• _Exercise prompt_: In this exercise, return only the lines that run from the line with "Each instance receives one keypoint. Mark the child" to the end of the entries below, both included. Pictures are not copied.
(begin)
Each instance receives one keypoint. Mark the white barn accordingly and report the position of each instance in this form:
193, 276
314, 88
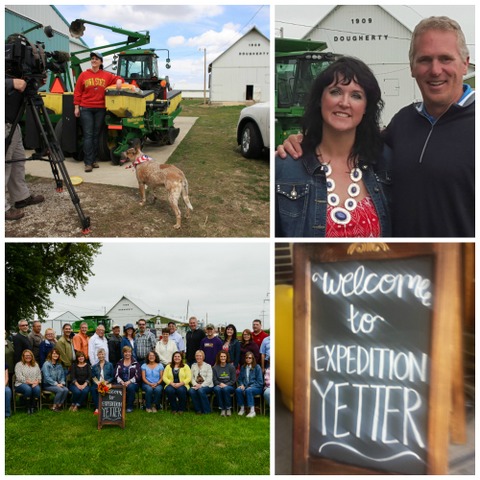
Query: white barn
380, 36
242, 72
127, 310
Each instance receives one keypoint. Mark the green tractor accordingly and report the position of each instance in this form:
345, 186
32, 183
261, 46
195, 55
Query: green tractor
146, 109
93, 321
297, 64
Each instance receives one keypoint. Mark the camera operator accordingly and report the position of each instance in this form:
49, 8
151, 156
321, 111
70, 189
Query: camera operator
19, 194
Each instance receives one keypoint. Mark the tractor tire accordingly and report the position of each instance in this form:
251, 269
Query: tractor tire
251, 144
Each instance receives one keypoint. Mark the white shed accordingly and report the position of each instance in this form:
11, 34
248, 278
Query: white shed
242, 72
380, 36
127, 310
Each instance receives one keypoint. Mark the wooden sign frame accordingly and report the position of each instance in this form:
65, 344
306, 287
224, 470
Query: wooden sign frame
102, 421
445, 411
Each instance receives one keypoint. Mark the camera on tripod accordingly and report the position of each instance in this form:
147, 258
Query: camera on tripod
30, 61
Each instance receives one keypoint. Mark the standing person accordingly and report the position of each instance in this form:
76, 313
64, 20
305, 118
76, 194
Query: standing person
54, 379
258, 335
103, 371
429, 197
177, 378
211, 345
89, 100
145, 341
8, 395
80, 378
202, 384
224, 379
265, 354
96, 342
18, 192
115, 345
335, 190
152, 375
165, 347
232, 345
66, 349
47, 344
127, 373
27, 379
80, 341
36, 339
128, 339
250, 383
248, 345
9, 357
176, 337
21, 341
193, 338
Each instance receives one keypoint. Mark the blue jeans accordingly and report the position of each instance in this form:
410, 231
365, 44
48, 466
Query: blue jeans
224, 396
200, 400
29, 393
79, 397
248, 394
60, 393
152, 394
8, 401
93, 120
177, 397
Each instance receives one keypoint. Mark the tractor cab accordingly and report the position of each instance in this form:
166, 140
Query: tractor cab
139, 67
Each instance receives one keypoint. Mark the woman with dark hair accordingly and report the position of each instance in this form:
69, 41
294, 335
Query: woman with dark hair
177, 378
250, 384
80, 376
247, 344
231, 344
152, 374
27, 379
128, 339
54, 379
224, 379
127, 373
339, 186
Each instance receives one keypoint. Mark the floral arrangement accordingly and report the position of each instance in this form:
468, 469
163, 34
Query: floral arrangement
102, 387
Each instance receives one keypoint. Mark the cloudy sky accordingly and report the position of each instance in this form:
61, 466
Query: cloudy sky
296, 20
227, 281
183, 29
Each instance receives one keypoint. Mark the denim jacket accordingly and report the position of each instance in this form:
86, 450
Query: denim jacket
301, 196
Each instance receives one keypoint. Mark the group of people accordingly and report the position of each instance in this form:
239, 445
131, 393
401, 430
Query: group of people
345, 177
206, 364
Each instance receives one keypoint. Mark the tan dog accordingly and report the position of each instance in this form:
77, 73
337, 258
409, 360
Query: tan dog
153, 175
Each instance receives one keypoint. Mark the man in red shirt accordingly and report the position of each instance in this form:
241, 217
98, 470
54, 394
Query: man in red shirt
258, 334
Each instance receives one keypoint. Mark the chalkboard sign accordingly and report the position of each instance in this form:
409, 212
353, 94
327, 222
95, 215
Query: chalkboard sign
365, 351
111, 407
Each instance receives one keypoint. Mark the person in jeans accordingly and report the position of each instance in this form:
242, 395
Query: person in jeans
202, 384
224, 379
89, 101
54, 379
152, 375
250, 383
27, 379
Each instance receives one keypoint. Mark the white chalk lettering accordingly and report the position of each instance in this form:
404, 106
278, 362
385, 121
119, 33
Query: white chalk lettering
360, 283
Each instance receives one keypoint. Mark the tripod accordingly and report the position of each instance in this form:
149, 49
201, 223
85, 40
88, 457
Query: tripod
51, 148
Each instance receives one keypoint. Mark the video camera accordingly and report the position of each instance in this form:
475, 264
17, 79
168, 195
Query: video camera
30, 61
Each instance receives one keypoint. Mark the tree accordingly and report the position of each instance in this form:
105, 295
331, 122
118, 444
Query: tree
33, 270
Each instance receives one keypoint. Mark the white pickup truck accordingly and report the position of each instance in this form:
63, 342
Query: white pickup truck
253, 130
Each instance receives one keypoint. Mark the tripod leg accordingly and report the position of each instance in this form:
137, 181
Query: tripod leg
56, 157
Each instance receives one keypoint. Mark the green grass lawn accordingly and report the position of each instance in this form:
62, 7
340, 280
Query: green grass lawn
69, 443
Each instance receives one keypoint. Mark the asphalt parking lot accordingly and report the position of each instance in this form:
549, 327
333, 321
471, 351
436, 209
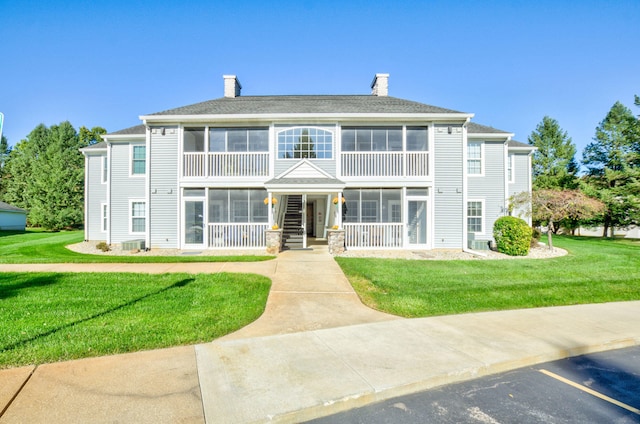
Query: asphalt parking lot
596, 388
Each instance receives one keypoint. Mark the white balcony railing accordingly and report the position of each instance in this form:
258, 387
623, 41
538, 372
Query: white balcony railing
373, 235
246, 164
246, 236
385, 164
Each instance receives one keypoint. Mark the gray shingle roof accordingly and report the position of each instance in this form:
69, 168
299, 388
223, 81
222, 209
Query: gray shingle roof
10, 208
474, 128
97, 146
136, 130
304, 104
513, 143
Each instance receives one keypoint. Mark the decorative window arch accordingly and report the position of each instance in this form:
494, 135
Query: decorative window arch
305, 143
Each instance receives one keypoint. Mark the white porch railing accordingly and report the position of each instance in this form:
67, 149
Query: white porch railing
247, 236
385, 164
374, 235
245, 164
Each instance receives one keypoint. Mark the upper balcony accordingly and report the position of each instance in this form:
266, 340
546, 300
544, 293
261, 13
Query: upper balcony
385, 164
245, 164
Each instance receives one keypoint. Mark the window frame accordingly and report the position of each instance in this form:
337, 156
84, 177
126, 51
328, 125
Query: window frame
511, 168
104, 170
327, 154
104, 217
132, 160
480, 159
481, 216
132, 216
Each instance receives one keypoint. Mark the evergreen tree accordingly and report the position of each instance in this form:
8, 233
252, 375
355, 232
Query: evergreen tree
613, 164
4, 156
553, 163
45, 175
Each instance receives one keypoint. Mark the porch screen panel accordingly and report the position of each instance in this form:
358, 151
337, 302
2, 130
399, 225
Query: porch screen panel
417, 139
193, 140
391, 201
258, 210
217, 140
352, 203
218, 205
239, 205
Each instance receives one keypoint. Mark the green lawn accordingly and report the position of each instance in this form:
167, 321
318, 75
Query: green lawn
44, 247
47, 317
596, 270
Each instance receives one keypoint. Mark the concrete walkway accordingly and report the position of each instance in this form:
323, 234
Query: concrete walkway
316, 351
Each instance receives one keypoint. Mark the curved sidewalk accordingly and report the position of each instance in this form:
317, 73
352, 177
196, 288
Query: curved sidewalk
315, 351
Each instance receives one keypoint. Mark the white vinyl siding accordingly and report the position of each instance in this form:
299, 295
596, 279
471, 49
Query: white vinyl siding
95, 195
490, 187
123, 187
448, 187
164, 210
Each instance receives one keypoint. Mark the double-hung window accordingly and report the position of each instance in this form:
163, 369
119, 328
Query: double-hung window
474, 217
105, 169
138, 216
474, 158
510, 167
104, 213
138, 160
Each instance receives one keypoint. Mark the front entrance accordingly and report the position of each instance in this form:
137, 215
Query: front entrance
194, 224
417, 222
304, 218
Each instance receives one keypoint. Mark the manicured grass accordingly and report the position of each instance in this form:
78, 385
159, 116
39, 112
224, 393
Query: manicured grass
46, 317
44, 247
595, 271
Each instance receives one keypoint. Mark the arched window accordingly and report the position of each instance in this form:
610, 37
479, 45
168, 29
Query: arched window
307, 142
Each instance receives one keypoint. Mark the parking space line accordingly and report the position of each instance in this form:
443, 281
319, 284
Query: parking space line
591, 392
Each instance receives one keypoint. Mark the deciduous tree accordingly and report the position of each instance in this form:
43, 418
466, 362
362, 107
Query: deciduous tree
550, 206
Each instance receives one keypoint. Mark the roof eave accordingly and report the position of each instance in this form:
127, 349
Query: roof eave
493, 136
159, 119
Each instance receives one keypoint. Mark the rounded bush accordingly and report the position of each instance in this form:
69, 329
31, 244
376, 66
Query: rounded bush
512, 235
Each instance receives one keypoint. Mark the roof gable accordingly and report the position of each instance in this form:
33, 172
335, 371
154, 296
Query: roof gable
304, 169
5, 207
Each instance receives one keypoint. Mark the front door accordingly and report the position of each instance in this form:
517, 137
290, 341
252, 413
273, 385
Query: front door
417, 222
194, 224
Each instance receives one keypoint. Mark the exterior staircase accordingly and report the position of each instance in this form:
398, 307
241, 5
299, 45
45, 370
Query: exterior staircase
292, 231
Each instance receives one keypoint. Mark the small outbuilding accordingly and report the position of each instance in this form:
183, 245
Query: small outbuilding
12, 217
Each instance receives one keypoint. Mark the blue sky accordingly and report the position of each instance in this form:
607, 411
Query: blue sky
509, 62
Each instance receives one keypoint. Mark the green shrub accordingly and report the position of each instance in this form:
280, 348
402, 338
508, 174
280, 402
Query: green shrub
512, 235
103, 246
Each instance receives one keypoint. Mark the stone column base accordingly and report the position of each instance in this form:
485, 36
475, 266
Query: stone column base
274, 241
335, 240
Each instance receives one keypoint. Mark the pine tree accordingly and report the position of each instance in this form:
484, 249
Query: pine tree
553, 163
612, 160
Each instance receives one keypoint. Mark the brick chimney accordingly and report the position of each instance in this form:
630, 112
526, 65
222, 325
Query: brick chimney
380, 85
232, 86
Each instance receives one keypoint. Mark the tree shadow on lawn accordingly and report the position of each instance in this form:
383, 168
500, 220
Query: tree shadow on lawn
9, 289
23, 342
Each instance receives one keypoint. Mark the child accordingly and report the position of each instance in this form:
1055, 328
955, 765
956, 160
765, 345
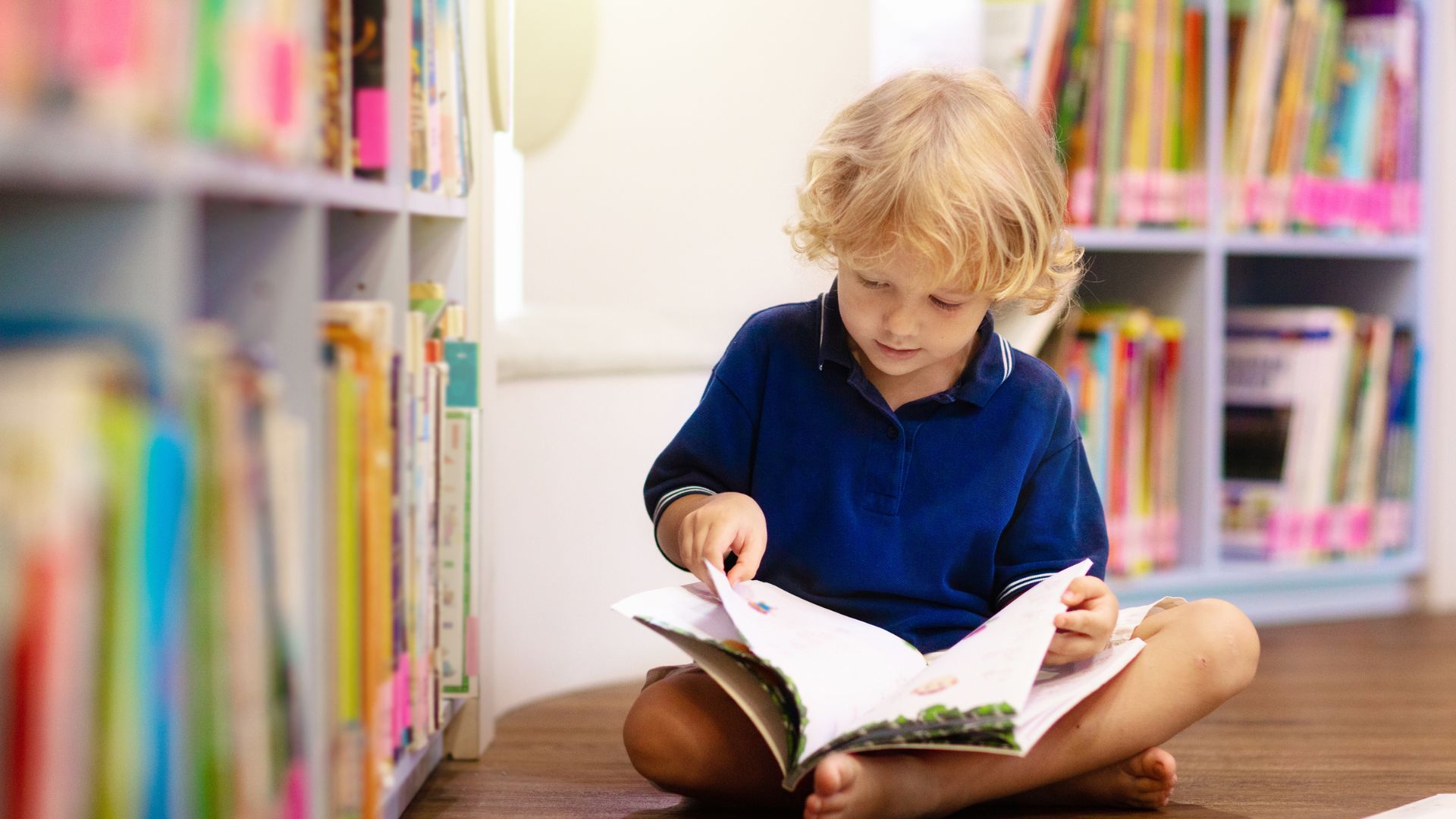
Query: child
880, 450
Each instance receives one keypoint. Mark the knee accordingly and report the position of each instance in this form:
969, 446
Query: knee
658, 739
1225, 645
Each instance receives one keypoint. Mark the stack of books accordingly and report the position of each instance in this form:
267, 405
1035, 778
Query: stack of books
1323, 117
1320, 426
229, 74
440, 156
153, 615
1122, 85
1122, 369
403, 431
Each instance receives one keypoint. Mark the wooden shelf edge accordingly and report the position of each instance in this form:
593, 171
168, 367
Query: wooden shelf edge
416, 767
1141, 240
1324, 245
1229, 576
421, 203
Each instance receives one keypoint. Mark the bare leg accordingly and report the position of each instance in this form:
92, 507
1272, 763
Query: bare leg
(end)
• _The solution_:
Each instance receives one keypoint. Mark the child accordingly and report the position of each instance in this form:
1055, 328
955, 765
956, 160
765, 345
Query: child
880, 450
Each instance receives one keypoint. Mark the knee accordingly and report the position of each instance in this form:
969, 446
Query: knee
658, 739
1225, 645
Each instance receives one keypoint. Mark the stack of books accordingly and report the position of each instance in this form:
267, 405
1035, 778
Query: stack of books
1323, 117
1320, 426
229, 74
440, 156
153, 615
1122, 85
1122, 369
403, 431
Each instance receives one keypoint. Mark the wooden shelf edge accordingly and report the position of each instance in this form:
593, 171
168, 367
Query: wooden shelf edge
416, 767
1141, 240
1324, 245
1229, 576
421, 203
Each instance receives one keypoint. Mark the bare leg accordingly and report the position of each instance in this form:
92, 507
1272, 763
Query: bare leg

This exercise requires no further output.